EXERCISE: Would you retype every record below exactly as written?

(Saved entries)
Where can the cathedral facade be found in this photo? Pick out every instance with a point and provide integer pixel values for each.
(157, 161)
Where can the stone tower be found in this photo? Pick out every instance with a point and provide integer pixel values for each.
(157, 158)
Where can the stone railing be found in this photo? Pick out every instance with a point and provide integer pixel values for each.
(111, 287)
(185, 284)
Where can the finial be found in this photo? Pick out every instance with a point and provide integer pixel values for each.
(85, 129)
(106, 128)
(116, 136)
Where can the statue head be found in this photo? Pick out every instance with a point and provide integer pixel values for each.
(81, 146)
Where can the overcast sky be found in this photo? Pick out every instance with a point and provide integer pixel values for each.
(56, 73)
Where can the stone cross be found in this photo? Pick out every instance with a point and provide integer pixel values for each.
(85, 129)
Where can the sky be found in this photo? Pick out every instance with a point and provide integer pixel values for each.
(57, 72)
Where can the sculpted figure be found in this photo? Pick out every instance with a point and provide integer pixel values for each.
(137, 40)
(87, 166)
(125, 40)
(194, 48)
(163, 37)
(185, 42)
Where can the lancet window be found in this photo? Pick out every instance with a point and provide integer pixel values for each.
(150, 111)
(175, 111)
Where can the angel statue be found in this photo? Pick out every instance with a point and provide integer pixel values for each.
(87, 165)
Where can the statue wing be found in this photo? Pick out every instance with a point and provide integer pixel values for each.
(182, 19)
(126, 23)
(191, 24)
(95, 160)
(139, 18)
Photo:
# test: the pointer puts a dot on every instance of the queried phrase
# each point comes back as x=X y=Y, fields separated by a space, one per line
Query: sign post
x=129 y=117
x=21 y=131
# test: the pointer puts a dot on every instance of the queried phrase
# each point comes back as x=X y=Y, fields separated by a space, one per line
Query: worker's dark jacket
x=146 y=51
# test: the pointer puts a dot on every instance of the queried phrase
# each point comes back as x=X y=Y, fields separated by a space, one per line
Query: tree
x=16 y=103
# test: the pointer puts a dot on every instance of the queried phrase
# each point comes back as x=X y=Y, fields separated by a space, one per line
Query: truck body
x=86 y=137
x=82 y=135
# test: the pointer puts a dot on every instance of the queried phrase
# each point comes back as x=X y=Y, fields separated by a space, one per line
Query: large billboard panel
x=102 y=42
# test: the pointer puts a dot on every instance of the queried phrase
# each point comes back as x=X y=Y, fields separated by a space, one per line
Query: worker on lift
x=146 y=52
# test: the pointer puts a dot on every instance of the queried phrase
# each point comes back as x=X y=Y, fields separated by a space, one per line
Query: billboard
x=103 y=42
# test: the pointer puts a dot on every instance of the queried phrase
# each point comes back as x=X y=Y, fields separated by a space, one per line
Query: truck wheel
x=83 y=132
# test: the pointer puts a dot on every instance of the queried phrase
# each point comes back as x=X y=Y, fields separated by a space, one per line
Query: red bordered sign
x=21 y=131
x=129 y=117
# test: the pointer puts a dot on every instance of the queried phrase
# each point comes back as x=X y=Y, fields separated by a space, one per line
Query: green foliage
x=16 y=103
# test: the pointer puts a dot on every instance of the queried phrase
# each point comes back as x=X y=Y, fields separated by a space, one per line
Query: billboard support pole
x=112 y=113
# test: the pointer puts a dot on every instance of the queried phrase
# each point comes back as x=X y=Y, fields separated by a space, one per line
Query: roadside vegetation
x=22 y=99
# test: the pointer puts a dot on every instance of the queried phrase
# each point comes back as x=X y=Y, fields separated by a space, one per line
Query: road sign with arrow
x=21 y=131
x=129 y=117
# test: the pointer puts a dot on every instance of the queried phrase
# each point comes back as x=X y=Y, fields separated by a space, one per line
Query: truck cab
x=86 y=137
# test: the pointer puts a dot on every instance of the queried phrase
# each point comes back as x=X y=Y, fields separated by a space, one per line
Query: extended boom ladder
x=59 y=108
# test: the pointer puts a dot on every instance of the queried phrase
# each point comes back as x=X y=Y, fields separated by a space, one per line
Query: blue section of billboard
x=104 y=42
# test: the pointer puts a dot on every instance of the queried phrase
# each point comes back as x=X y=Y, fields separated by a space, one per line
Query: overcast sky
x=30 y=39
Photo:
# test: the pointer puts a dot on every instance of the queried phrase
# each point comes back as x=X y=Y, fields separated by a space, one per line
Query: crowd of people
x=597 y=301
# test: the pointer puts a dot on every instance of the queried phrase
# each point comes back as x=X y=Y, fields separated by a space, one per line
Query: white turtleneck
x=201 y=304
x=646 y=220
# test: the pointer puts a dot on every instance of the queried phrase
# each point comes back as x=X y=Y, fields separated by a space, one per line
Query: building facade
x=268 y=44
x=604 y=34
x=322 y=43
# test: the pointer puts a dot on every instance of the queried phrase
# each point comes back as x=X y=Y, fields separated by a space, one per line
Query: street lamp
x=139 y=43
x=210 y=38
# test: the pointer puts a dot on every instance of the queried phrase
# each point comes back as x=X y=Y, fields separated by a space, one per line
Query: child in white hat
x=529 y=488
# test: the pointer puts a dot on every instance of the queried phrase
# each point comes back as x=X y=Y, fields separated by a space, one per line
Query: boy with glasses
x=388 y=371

PROBLEM SOLUTION:
Where can the cathedral facade be found in this photo? Pick out every instance with a point and provide integer pixel values for each.
(157, 161)
Where can the stone tower be found in this photo? Pick out every instance with a point and provide integer pixel values for each.
(157, 158)
Where can the stone railing be found in this photo? Pick out every instance with a point and provide integer pixel values for each.
(111, 287)
(185, 284)
Where can the finial be found in this photo? Pick out every instance with a point and provide integer pixel values for each.
(85, 129)
(106, 128)
(116, 136)
Where can the statue head be found in this photo? Pick out every instance with a point and provide integer pixel values for each.
(81, 146)
Where can the overcast sky be found in this photo? Pick out every instance with a point and provide integer pixel values for each.
(56, 73)
Where can the stone cross be found in this photo? Pick out every instance with a point and provide integer pixel values for each.
(85, 129)
Where can the sky be found in this photo? Pick out every instance with a point and provide integer pixel values for each.
(57, 72)
Where can the sculpted figure be found in this photo? Pick out every instance with a point and provide integer pixel values for each.
(137, 40)
(87, 166)
(125, 40)
(194, 48)
(163, 37)
(185, 42)
Where can the lancet window be found in this photo? Pick out every instance with a point and provide integer pixel values for each.
(150, 111)
(175, 111)
Where can the angel statue be found in this photo? Pick out every instance with a point and provide integer pixel values for each.
(87, 165)
Where can the statue wing be found in this photo? Pick out every instance with a point and provide integer pixel values for each.
(182, 19)
(126, 23)
(191, 24)
(95, 160)
(139, 18)
Photo:
# test: the pointer puts a dot on every instance of the queried phrase
# each point comes back as x=X y=Y, fields separated by a space, one per line
Query: sign post
x=129 y=117
x=21 y=131
# test: the pointer puts a dot on every instance of the queried phrase
# each point comes back as x=X y=Y, fields separated by a space, one per line
Query: worker's dark jacket
x=146 y=51
# test: the pointer puts a dot on every instance of the queried phrase
# each point comes back as x=X y=Y, fields separated by a space, one per line
Query: tree
x=16 y=103
# test: the pointer puts a dot on every instance of the queried phrase
# each point comes back as x=X y=Y, fields separated by a space, one per line
Query: truck body
x=86 y=137
x=82 y=135
# test: the pointer puts a dot on every instance of the queried phrase
# each point comes back as x=X y=Y, fields separated by a space, one per line
Query: large billboard panel
x=102 y=42
# test: the pointer puts a dot on every instance of the queried phrase
# each point comes back as x=X y=Y, fields separated by a space, one per line
Query: worker on lift
x=146 y=52
# test: the pointer puts a dot on every instance of the queried phrase
# each point comes back as x=X y=Y, fields separated by a space, one per line
Query: billboard
x=103 y=42
# test: the pointer puts a dot on every instance of the queried phrase
# each point comes back as x=X y=Y, fields separated by a space, one per line
Query: truck wheel
x=83 y=132
# test: the pointer puts a dot on every instance of the queried phrase
# each point comes back as x=X y=Y, fields separated by a space, one per line
Query: red bordered sign
x=21 y=131
x=129 y=117
# test: the pointer puts a dot on every instance of the queried phrase
# each point comes back as x=X y=Y, fields separated by a space, one per line
Query: green foliage
x=16 y=103
# test: the pointer puts a dot on every instance of the queried phrase
# each point comes back as x=X y=Y, fields separated by a space, one per line
Query: billboard support pole
x=112 y=113
# test: the pointer puts a dot on every instance of the queried phrase
# each point comes back as x=X y=Y, fields separated by a space, one per line
Query: roadside vegetation
x=22 y=99
# test: the pointer puts a dot on every instance of the queried phrase
# each point comes back as x=X y=Y, fields separated by a space, one per line
Query: road sign with arrow
x=21 y=131
x=129 y=117
# test: the pointer puts a dot on every instance of the queried phrase
# each point comes back as x=X y=Y, fields separated by a space, one per line
Query: truck cab
x=86 y=137
# test: the pointer puts a dot on every instance of the queried phrase
# each point comes back as x=X y=Y, fields separated by a space, one per line
Query: extended boom ladder
x=59 y=108
# test: the pointer puts a dot on every instance of the queried phrase
# each point comes back as x=X y=Y, fields separated by a space, one per line
Query: blue section of billboard
x=104 y=42
# test: the pointer puts a dot on every instance of the queried phrase
# each point comes back as x=X y=Y, fields separated by a space, one per line
Query: overcast sky
x=30 y=39
Photo:
# test: the pointer puts a dot on every instance of the queried phrase
# each point comes back as x=X y=Y, fields separated by a space, one per line
Query: crowd of people
x=597 y=301
# test: the pointer puts a dot on every instance of the queried phrase
# each point comes back as x=X y=Y, fields separated by a space, one per line
Query: white turtleneck
x=201 y=304
x=646 y=220
# test: the pointer puts a dot on every instance of the queried phrase
# each point comes back as x=X y=Y, fields separated by a space, one per line
Query: building facade
x=268 y=44
x=604 y=34
x=322 y=43
# test: the pointer puts a dot on every instance of the queried phrase
# each point comes back as x=X y=Y, fields separated by a space, one per line
Query: street lamp
x=139 y=43
x=210 y=38
# test: the pointer puts a dot on every instance of the queried phrase
# each point comes back as x=X y=Y, fields separated by a space, one per line
Query: child in white hat
x=529 y=488
# test: the pointer puts a dot on every instance of the queried phrase
# each point comes back as x=X y=Y, fields separated by a space, one per line
Query: boy with glasses
x=388 y=371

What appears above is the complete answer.